▶ **STUDY TEXT**
I’m angry. A lot of us are angry.
Despite horrified protest from many corners, the Fast Track study is still going on.
I’m reminded of the victims of the Tuskegee Syphilis “Experiment.” Of the Minnesota Semi-Starvation Study that could never pass an ethics test now.
Perhaps this topic hits parents of those who have suffered from any eating disorder harder than other people. Or maybe, parent eating disorder advocates are able to speak out where others fear career repercussions. Certainly, the lack of loud, united, and effective protest against an admittedly extreme form of healthcare negligence in the Fast Track study is evidence of a tragic and unforgivable problem far beyond this study.
Why are we still having to talk about children put on diets at all?
Please, consider signing on to a large petition effort going on right now, and go support those in Australia and the US who are speaking out — at risk to their professional careers.
I am cheering on those who are getting on the bandwagon, although I’m irritated that the same alarm wasn’t ignored when F.E.A.S.T. and others spoke up about it months ago. We need to speak as one voice.
Parents are told by society, parenting experts, pediatricians, and our governments that it is our job to control and limit and fear our children’s eating. This horrid Fast Track study is only one of thousands of examples every day saying it is not only medically okay but good parenting to make all children be equally thin. Why do we only find this out when our loved one is diagnosed with an eating disorder and suddenly we should have known better?
If the eating disorders advocacy world does not stand up as a body and fight for us with medical authorities and policy-makers, how can parents know it is wrong and dangerous to put our children on diets?
Why should we only protest the extremes?
Please speak out on this “research.” But don’t stop there.
This is a very destructive practice and one that my daughter was exposed to throughout her childhood, adolescence and young adult years. But the very worst was when she was in Medical School and the Obesity Prevention course faculty put all the Med Students on diets – either low fat, or low carb and then had them track their weight loss. The class members became obsessive about their diets bragging about how much weight they lost. Unfortunately there were many in that class with history of eating disorders and many relapsed after this class and never recovered. There are many in medical professions with untreated eating disorders. I think if we don’t EDucate Medical Schools and Residency Directors about how they contribute to eating disorder thinking and behaviors due to the Obesity Epidemic we won’t make much headway. Is there a way to advocate with Med School Eating Disorder Directors so they can stop this practice? I do believe that educating the Medical Profession where they train Doctors is the place to start along with those in practice.

▶ **THE DATA**
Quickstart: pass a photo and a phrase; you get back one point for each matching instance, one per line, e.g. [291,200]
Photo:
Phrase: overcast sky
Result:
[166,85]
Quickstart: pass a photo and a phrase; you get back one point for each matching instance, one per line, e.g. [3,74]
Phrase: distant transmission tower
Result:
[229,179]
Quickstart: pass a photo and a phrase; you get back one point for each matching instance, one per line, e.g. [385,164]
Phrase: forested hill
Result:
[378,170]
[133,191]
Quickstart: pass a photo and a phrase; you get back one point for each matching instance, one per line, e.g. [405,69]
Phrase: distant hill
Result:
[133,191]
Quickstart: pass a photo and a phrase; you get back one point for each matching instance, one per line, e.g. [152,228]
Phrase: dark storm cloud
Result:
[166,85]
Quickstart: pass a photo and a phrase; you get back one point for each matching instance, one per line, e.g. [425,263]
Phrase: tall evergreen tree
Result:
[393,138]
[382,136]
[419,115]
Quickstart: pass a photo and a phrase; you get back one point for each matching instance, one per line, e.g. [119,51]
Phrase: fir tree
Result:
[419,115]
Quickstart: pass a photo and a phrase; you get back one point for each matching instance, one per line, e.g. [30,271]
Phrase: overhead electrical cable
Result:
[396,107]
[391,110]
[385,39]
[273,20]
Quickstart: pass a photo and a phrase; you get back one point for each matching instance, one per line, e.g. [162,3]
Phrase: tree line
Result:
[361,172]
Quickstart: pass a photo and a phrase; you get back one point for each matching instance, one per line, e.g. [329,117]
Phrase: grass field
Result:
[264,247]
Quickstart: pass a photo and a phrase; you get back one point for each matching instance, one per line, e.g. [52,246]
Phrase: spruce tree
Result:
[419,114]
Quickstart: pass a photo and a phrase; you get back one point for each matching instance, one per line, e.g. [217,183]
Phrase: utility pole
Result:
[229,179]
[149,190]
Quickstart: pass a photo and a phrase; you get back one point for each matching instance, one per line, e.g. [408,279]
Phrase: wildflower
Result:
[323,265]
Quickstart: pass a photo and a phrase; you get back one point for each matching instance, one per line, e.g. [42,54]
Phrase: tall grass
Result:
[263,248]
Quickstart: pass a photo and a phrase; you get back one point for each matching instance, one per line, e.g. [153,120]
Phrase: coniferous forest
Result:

▶ **TASK PROMPT**
Translate this sentence from the text on the Fast Track study into Spanish: "Despite horrified protest from many corners, the Fast Track study is still going on."

▶ **RESULT FOR THIS EXERCISE**
A pesar de las protestas horrorizadas desde muchos frentes, el estudio Fast Track sigue en marcha.